Der Flüchtlingsrat Baden-Württemberg fordert angesichts der jüngsten Fälle von Coronavirus-Infektionen in Unterbringungseinrichtungen für Geflüchtete ein sofortiges Ende der Massenunterbringung sowie eine transparente Informationspolitik und Schutzvorkehrungen für geflüchtete Menschen.
„Es ist zwar begrüßenswert, dass das Land früh angefangen hat, die Belegungsdichte in den Erstaufnahmeeinrichtungen zu reduzieren, aber wir sehen an der erheblichen Anzahl von Infektionen in der Landeserstaufnahme in Ellwangen, dass das hohe Infektionsrisiko weiterhin besteht, so lange Menschen in den Lagern leben müssen, wo sie zum Beispiel Badezimmer, Toiletten und Kantine mit vielen anderen teilen müssen. Außerdem nützt es dem Infektionsschutz nur wenig, wenn die Menschen nach dem Transfer aus der Erstaufnahme in großen Gemeinschaftsunterkünften landen, wo sie ebenfalls Räume und Sanitäranlagen mit vielen anderen teilen müssen, und wo teilweise Ausgangssperren für alle verhängt werden, sobald einzelne Bewohner*innen positiv getestet werden“, erklärt Lucia Braß, 1. Vorsitzende des Flüchtlingsrats Baden-Württemberg.
Zudem ist der Flüchtlingsrat besorgt über die Berichte von in Ellwangen untergebrachten Geflüchteten, wonach ihnen keine Desinfektionsmittel oder Schutzmasken zur Verfügung stehen und der WLAN-Zugang abgeschaltet worden ist. „Wenn die Behörden durch Quarantänemaßnahmen den Menschen die Möglichkeit nehmen, sich selbst Desinfektionsmittel und Masken zu besorgen, dann stehen sie in der Verantwortung, diese Menschen entsprechend auszustatten. Ebenso gilt, dass flächendeckender WLAN-Zugang in Unterkünften kein Luxus, sondern absolute Notwendigkeit ist, gerade in diesen Zeiten“, betont Seán McGinley, Geschäftsführer des Flüchtlingsrats Baden-Württemberg.

[Einträge im Datensatz]
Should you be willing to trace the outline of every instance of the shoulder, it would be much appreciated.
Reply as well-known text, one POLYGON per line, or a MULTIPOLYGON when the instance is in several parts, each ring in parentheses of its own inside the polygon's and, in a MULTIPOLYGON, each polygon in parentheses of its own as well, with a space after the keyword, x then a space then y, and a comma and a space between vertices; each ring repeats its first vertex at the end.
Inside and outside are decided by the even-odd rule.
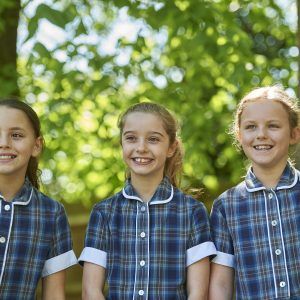
POLYGON ((119 203, 122 203, 123 194, 122 191, 112 195, 111 197, 105 198, 99 202, 97 202, 93 207, 93 212, 105 212, 109 211, 112 207, 116 207, 119 203))
POLYGON ((33 206, 38 206, 40 209, 58 212, 64 211, 64 206, 59 201, 50 198, 46 194, 34 188, 31 203, 33 206))
POLYGON ((245 181, 240 182, 236 186, 224 191, 217 199, 214 200, 213 205, 226 205, 235 201, 239 201, 243 197, 247 197, 245 181))
POLYGON ((181 208, 194 211, 195 209, 206 211, 204 204, 193 198, 192 196, 184 193, 178 188, 174 188, 173 201, 181 208))

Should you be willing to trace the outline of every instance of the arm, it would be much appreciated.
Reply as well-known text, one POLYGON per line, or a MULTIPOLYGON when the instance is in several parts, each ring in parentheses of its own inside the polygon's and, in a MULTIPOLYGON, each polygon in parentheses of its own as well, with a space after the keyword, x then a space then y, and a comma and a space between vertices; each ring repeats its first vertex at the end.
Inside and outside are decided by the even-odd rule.
POLYGON ((233 297, 234 269, 212 263, 209 300, 231 300, 233 297))
POLYGON ((189 300, 206 300, 209 284, 209 258, 205 257, 187 268, 187 293, 189 300))
POLYGON ((43 277, 42 299, 43 300, 65 300, 65 278, 66 271, 59 271, 43 277))
POLYGON ((105 282, 105 268, 85 262, 82 277, 83 300, 105 300, 103 287, 105 282))

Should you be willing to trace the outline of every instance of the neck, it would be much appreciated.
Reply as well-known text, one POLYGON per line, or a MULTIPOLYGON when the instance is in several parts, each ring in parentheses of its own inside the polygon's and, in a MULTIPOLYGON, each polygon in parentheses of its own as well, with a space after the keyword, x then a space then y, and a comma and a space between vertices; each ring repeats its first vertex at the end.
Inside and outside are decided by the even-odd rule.
POLYGON ((285 166, 286 164, 268 170, 253 167, 253 172, 266 188, 272 189, 277 186, 285 166))
POLYGON ((163 177, 149 178, 131 174, 131 184, 144 202, 149 202, 163 177))
POLYGON ((24 184, 24 178, 0 176, 0 193, 6 201, 11 201, 24 184))

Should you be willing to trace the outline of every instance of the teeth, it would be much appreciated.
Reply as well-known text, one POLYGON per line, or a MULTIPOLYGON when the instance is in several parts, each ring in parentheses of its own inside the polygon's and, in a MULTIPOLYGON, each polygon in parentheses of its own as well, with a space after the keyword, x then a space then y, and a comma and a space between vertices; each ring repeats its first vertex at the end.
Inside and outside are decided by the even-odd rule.
POLYGON ((270 145, 258 145, 258 146, 254 146, 254 148, 256 150, 270 150, 272 148, 272 146, 270 146, 270 145))
POLYGON ((0 159, 10 159, 10 158, 15 158, 15 155, 0 155, 0 159))
POLYGON ((134 160, 135 160, 136 162, 138 162, 138 163, 146 163, 146 162, 149 162, 149 161, 150 161, 149 158, 140 158, 140 157, 135 158, 134 160))

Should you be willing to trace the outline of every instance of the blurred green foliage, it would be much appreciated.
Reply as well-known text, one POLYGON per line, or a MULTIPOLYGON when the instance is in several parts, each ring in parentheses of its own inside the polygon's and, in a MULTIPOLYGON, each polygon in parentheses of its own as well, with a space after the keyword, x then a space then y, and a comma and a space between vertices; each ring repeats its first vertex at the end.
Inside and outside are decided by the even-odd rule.
POLYGON ((272 0, 49 0, 29 13, 31 2, 21 10, 18 84, 41 116, 45 189, 66 202, 89 206, 120 189, 116 121, 139 101, 176 114, 183 185, 212 199, 244 173, 227 133, 237 101, 256 86, 298 84, 295 30, 272 0), (64 31, 63 42, 41 42, 41 20, 64 31), (120 31, 108 51, 126 26, 132 33, 120 31))

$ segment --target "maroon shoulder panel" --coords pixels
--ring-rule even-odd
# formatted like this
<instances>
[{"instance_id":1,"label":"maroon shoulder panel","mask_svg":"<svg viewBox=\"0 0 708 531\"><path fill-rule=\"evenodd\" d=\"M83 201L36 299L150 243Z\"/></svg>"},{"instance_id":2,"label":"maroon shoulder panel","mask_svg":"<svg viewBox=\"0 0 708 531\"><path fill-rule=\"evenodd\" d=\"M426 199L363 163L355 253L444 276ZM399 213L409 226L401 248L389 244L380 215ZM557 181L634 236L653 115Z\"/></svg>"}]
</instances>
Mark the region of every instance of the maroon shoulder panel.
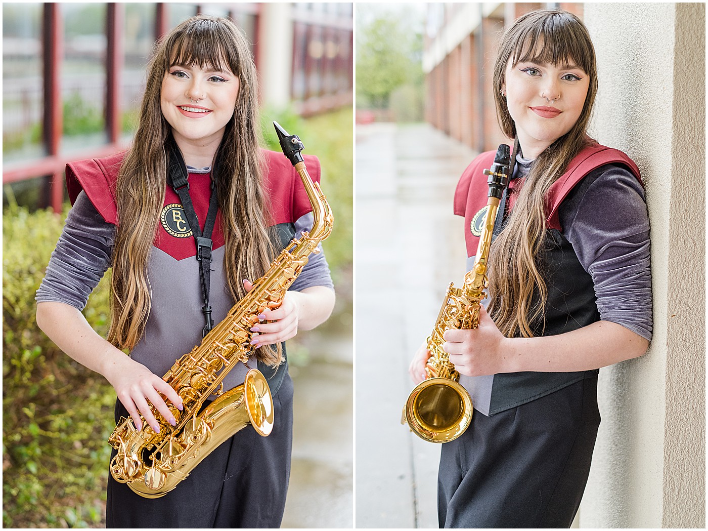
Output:
<instances>
[{"instance_id":1,"label":"maroon shoulder panel","mask_svg":"<svg viewBox=\"0 0 708 531\"><path fill-rule=\"evenodd\" d=\"M473 256L476 252L480 235L480 228L476 222L483 218L486 207L489 186L482 170L491 167L495 152L487 151L478 155L464 170L455 190L454 210L456 215L464 216L464 240L468 256ZM627 167L641 183L639 168L625 153L600 144L588 146L573 157L566 172L549 189L546 195L548 228L561 230L558 209L563 200L586 175L607 164L621 164ZM516 197L513 191L520 189L523 181L523 179L518 179L509 184L510 208L513 208L513 200Z\"/></svg>"},{"instance_id":2,"label":"maroon shoulder panel","mask_svg":"<svg viewBox=\"0 0 708 531\"><path fill-rule=\"evenodd\" d=\"M595 168L606 164L621 164L644 186L639 169L634 162L624 152L612 147L595 144L588 146L580 152L571 163L568 169L548 190L546 196L546 211L548 213L547 225L549 228L561 230L558 217L561 203L583 178Z\"/></svg>"},{"instance_id":3,"label":"maroon shoulder panel","mask_svg":"<svg viewBox=\"0 0 708 531\"><path fill-rule=\"evenodd\" d=\"M107 222L117 223L115 183L125 152L104 159L91 159L67 164L67 187L72 203L84 190L98 213ZM295 223L312 210L302 179L290 160L282 153L263 150L264 181L270 200L272 225ZM305 155L308 173L315 182L320 179L320 164L316 157ZM190 174L190 196L195 212L203 228L209 208L211 180L208 174ZM194 239L186 223L181 201L174 190L168 186L155 236L155 247L176 259L181 260L195 253ZM212 234L213 249L224 245L221 230L221 213Z\"/></svg>"},{"instance_id":4,"label":"maroon shoulder panel","mask_svg":"<svg viewBox=\"0 0 708 531\"><path fill-rule=\"evenodd\" d=\"M89 159L67 164L67 189L72 204L84 190L103 219L115 224L115 181L125 152L105 159Z\"/></svg>"}]
</instances>

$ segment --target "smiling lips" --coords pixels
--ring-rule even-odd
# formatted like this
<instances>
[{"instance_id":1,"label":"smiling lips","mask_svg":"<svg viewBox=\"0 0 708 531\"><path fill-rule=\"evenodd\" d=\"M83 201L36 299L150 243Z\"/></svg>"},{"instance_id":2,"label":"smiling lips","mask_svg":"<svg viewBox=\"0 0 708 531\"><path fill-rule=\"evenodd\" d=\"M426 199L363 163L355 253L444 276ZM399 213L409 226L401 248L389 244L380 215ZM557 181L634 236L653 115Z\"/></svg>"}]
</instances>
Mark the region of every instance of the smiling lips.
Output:
<instances>
[{"instance_id":1,"label":"smiling lips","mask_svg":"<svg viewBox=\"0 0 708 531\"><path fill-rule=\"evenodd\" d=\"M529 108L542 118L555 118L563 112L555 107L547 107L545 106L542 106L540 107L529 107Z\"/></svg>"},{"instance_id":2,"label":"smiling lips","mask_svg":"<svg viewBox=\"0 0 708 531\"><path fill-rule=\"evenodd\" d=\"M198 105L178 105L177 108L182 114L189 118L202 118L212 112L211 109L200 107Z\"/></svg>"}]
</instances>

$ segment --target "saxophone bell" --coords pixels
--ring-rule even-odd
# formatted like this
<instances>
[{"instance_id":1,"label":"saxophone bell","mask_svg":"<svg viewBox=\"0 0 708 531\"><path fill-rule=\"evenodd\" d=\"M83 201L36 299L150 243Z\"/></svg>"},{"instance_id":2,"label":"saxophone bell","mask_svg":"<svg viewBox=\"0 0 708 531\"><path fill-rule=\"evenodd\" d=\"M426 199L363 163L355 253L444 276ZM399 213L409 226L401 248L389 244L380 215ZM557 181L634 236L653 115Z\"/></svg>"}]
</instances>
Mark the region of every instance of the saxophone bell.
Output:
<instances>
[{"instance_id":1,"label":"saxophone bell","mask_svg":"<svg viewBox=\"0 0 708 531\"><path fill-rule=\"evenodd\" d=\"M489 176L487 213L479 237L474 265L465 275L464 284L456 289L451 284L435 328L428 339L430 357L426 365L427 378L411 391L404 407L401 423L428 442L447 442L462 435L472 419L472 401L459 384L459 373L450 363L450 354L442 350L446 330L476 328L479 323L480 301L486 296L486 260L491 244L494 220L502 193L509 179L509 146L499 146L494 164L484 174Z\"/></svg>"}]
</instances>

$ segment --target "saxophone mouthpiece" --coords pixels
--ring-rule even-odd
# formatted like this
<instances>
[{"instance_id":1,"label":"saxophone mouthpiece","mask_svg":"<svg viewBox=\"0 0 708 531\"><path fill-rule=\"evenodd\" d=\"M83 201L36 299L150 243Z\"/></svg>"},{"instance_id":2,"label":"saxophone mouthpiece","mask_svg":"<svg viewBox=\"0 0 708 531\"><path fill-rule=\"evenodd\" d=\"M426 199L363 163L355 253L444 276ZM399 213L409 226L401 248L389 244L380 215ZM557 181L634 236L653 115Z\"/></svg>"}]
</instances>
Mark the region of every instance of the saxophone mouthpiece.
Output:
<instances>
[{"instance_id":1,"label":"saxophone mouthpiece","mask_svg":"<svg viewBox=\"0 0 708 531\"><path fill-rule=\"evenodd\" d=\"M273 125L275 128L278 140L280 142L280 149L282 150L285 157L290 160L293 166L298 162L304 162L304 160L300 155L300 152L305 147L300 140L300 138L297 135L288 135L287 131L283 129L278 122L273 122Z\"/></svg>"},{"instance_id":2,"label":"saxophone mouthpiece","mask_svg":"<svg viewBox=\"0 0 708 531\"><path fill-rule=\"evenodd\" d=\"M510 156L511 153L509 146L506 144L500 144L499 147L496 148L496 155L494 155L494 164L508 167L509 157Z\"/></svg>"},{"instance_id":3,"label":"saxophone mouthpiece","mask_svg":"<svg viewBox=\"0 0 708 531\"><path fill-rule=\"evenodd\" d=\"M491 169L485 169L484 174L489 175L487 184L489 185L489 197L501 199L501 194L509 182L509 168L511 166L511 155L509 146L500 144L494 155L494 164Z\"/></svg>"}]
</instances>

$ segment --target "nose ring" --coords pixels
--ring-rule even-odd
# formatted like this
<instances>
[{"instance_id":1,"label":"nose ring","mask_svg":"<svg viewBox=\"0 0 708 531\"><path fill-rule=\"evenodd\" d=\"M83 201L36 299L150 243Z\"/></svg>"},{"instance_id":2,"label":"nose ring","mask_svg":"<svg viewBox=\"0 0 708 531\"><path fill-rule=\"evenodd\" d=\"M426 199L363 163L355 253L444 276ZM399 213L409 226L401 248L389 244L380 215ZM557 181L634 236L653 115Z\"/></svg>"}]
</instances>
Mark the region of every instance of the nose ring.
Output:
<instances>
[{"instance_id":1,"label":"nose ring","mask_svg":"<svg viewBox=\"0 0 708 531\"><path fill-rule=\"evenodd\" d=\"M547 104L551 104L555 103L555 101L556 101L556 99L561 99L561 96L558 96L554 98L553 99L549 101L548 96L546 96L546 93L545 92L544 92L543 94L541 94L541 97L542 98L545 98L546 99L546 103Z\"/></svg>"}]
</instances>

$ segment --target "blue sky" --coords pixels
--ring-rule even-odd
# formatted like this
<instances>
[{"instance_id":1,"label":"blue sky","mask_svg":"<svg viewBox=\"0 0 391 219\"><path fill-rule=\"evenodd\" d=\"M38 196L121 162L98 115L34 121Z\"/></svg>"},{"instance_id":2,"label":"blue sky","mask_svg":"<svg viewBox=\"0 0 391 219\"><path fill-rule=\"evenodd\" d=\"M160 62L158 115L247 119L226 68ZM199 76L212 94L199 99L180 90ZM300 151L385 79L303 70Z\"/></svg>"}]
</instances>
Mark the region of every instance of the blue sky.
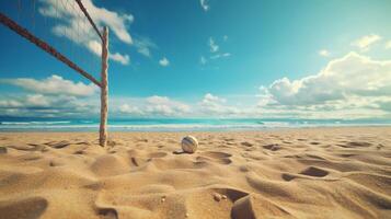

Deine Aufgabe: Welche Forderungen stellt der Flüchtlingsrat Baden-Württemberg im ersten Satz des Textes über Corona-Fälle in Flüchtlingsunterkünften? Zähl sie alle als Liste auf.

Deine Antwort:
- ein sofortiges Ende der Massenunterbringung
- eine transparente Informationspolitik
- Schutzvorkehrungen für geflüchtete Menschen